- _Problem_
Your answer should show every line of the material below that includes "striped".

[[ Data supplied, beginning ]]

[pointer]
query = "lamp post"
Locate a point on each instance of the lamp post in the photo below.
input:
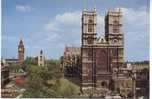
(134, 83)
(133, 76)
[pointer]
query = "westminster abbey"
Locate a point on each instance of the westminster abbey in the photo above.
(101, 68)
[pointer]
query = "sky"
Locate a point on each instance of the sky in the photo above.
(51, 25)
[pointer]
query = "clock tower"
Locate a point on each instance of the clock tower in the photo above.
(21, 52)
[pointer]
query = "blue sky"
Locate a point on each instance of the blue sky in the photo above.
(52, 24)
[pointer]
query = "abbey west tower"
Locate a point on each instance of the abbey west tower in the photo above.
(101, 57)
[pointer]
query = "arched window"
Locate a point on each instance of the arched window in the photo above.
(90, 26)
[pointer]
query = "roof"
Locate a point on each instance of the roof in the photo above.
(72, 51)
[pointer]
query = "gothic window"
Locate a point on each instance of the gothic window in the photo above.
(90, 40)
(90, 26)
(115, 26)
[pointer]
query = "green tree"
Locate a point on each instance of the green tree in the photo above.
(47, 82)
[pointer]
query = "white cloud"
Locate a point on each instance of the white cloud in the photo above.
(68, 19)
(23, 8)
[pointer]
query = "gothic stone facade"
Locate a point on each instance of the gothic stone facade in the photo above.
(101, 57)
(71, 61)
(21, 51)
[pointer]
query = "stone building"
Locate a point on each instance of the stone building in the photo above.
(21, 51)
(4, 73)
(102, 61)
(71, 61)
(41, 59)
(20, 59)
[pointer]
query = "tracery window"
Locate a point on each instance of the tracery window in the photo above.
(90, 26)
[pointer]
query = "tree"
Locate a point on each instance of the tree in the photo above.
(47, 82)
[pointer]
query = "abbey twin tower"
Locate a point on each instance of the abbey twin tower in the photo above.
(99, 62)
(101, 57)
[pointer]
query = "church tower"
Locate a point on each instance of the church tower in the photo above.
(115, 38)
(89, 22)
(21, 52)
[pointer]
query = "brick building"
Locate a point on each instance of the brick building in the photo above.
(71, 61)
(103, 68)
(99, 62)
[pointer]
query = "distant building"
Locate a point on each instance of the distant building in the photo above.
(21, 51)
(11, 61)
(41, 59)
(4, 73)
(20, 59)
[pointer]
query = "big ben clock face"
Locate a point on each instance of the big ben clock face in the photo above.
(20, 49)
(114, 41)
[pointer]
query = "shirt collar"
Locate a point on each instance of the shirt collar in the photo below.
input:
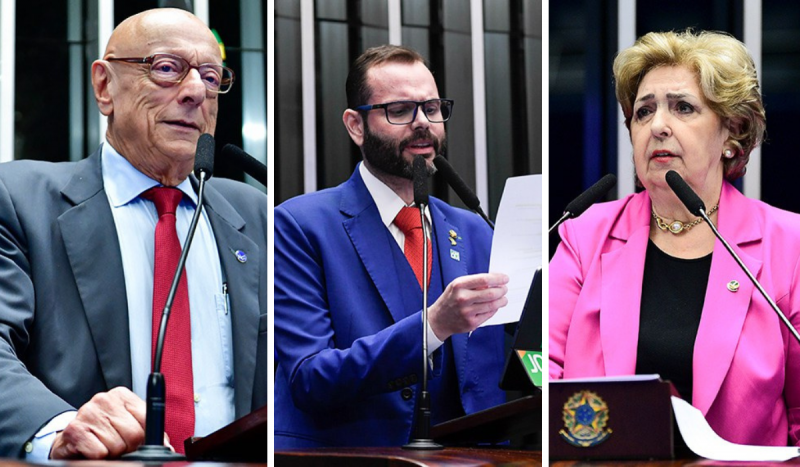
(389, 204)
(123, 182)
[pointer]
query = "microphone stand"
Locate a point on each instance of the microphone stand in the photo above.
(750, 275)
(153, 449)
(567, 215)
(422, 440)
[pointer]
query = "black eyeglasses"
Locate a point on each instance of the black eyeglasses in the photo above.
(168, 69)
(405, 112)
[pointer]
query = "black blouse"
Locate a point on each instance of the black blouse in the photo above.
(673, 292)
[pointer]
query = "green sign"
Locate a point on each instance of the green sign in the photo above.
(532, 361)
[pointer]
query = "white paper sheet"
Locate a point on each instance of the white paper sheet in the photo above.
(702, 440)
(517, 242)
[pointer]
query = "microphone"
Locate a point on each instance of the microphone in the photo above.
(688, 197)
(696, 206)
(246, 162)
(153, 449)
(204, 157)
(576, 207)
(420, 171)
(421, 440)
(466, 195)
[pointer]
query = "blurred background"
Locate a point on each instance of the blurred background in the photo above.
(484, 54)
(587, 135)
(47, 108)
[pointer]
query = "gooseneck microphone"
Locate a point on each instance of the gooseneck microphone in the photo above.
(153, 449)
(576, 207)
(458, 185)
(696, 206)
(246, 162)
(421, 440)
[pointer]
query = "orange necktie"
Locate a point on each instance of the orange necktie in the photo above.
(176, 362)
(409, 222)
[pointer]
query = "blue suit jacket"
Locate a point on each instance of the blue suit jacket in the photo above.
(348, 327)
(63, 314)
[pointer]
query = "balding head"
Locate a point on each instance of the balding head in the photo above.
(150, 28)
(155, 125)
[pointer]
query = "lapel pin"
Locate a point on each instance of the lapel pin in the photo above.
(453, 236)
(241, 256)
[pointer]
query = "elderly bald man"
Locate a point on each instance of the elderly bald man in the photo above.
(77, 245)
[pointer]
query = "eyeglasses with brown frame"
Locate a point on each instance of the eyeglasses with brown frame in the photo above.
(169, 69)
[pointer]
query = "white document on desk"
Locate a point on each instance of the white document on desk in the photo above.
(701, 439)
(517, 242)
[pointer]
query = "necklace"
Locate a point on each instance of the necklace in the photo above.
(676, 226)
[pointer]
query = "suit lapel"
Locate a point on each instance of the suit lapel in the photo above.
(724, 312)
(451, 268)
(621, 292)
(92, 246)
(243, 279)
(372, 241)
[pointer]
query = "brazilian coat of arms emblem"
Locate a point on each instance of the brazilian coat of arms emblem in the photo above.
(585, 417)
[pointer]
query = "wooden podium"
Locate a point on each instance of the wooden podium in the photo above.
(520, 417)
(244, 440)
(611, 420)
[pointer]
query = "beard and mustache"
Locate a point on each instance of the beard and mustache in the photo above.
(386, 155)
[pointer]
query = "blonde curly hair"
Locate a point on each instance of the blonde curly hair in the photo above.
(726, 75)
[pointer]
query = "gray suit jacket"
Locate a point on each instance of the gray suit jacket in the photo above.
(63, 312)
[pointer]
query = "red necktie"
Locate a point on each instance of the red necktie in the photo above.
(176, 362)
(409, 222)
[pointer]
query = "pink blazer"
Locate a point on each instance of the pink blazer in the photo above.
(746, 364)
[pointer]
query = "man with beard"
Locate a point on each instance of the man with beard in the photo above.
(348, 327)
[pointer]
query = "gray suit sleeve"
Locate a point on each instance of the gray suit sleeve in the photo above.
(26, 404)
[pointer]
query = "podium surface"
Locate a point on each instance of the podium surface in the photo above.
(398, 457)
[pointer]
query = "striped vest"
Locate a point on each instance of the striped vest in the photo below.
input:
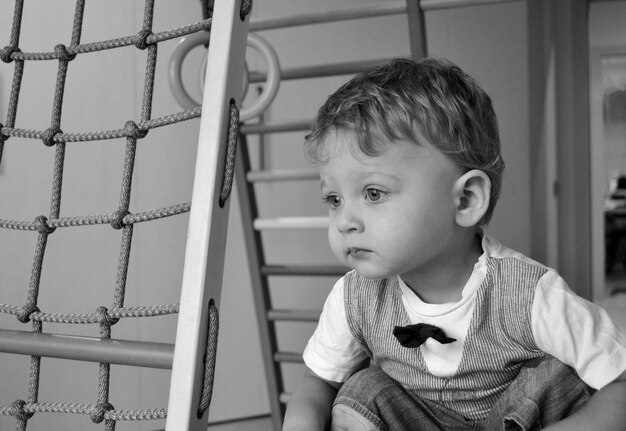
(499, 339)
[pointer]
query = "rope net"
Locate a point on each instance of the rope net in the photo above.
(120, 218)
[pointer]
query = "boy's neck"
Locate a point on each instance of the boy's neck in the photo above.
(444, 281)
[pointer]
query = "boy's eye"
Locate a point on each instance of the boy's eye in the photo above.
(333, 201)
(373, 195)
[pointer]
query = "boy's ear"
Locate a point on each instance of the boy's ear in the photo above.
(472, 192)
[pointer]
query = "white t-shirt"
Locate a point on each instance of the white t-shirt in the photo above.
(577, 332)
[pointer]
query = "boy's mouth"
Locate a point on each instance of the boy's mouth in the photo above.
(357, 252)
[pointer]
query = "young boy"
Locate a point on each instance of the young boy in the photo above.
(460, 332)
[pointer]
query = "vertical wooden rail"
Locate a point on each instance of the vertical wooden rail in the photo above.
(262, 301)
(206, 237)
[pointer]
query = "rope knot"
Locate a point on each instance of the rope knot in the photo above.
(49, 134)
(132, 130)
(63, 54)
(141, 39)
(20, 413)
(104, 318)
(231, 153)
(41, 225)
(99, 410)
(3, 137)
(118, 219)
(244, 10)
(24, 314)
(6, 53)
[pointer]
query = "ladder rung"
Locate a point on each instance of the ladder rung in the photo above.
(360, 12)
(288, 357)
(287, 126)
(283, 175)
(283, 223)
(322, 70)
(312, 270)
(294, 315)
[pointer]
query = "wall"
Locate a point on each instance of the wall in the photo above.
(606, 36)
(488, 41)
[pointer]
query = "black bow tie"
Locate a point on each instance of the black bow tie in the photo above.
(413, 336)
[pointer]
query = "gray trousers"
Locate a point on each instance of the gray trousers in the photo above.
(545, 391)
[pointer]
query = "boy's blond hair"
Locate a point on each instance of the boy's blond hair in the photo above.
(405, 99)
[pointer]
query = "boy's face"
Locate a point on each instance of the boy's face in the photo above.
(392, 214)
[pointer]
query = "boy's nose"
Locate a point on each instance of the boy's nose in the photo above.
(348, 221)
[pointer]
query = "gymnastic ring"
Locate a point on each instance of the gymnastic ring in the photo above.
(257, 43)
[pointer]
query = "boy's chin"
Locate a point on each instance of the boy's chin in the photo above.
(371, 273)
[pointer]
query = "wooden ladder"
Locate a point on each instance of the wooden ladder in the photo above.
(246, 177)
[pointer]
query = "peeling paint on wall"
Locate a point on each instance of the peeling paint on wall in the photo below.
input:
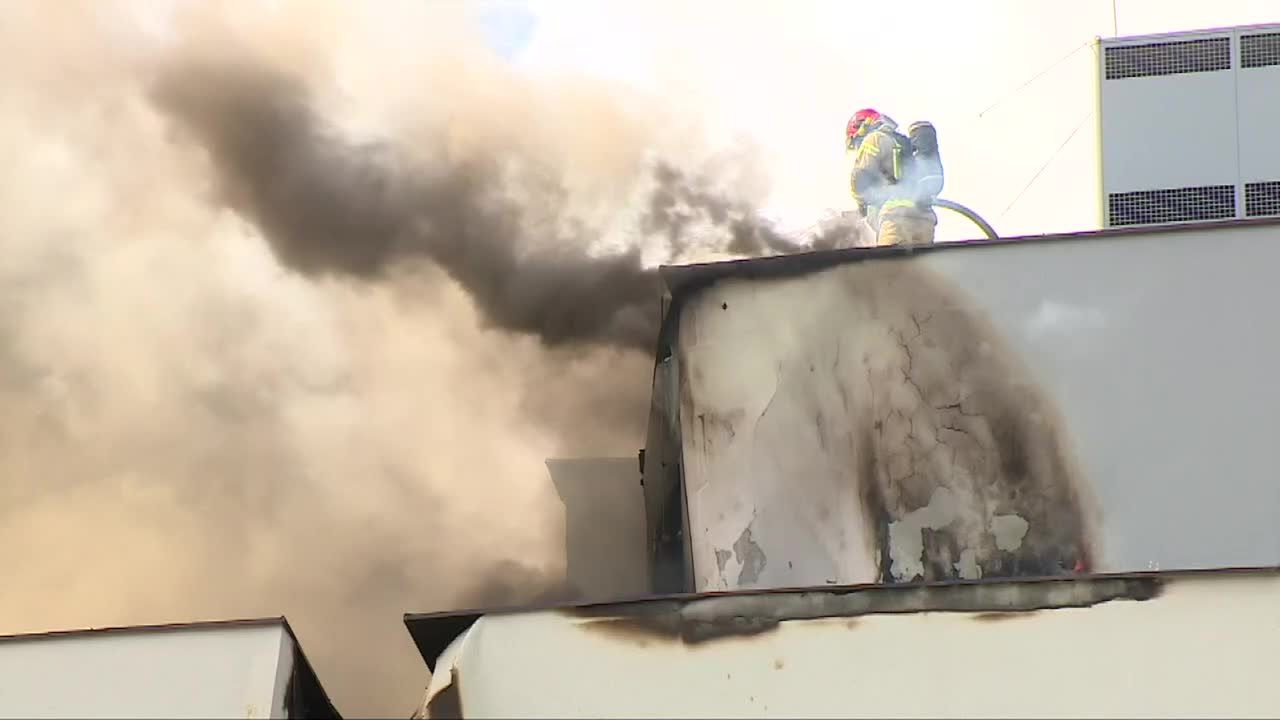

[[ Data supplied, end ]]

- _Task answer_
query = "striped vest"
Locate a point on each instance of the striped vest in the photo below.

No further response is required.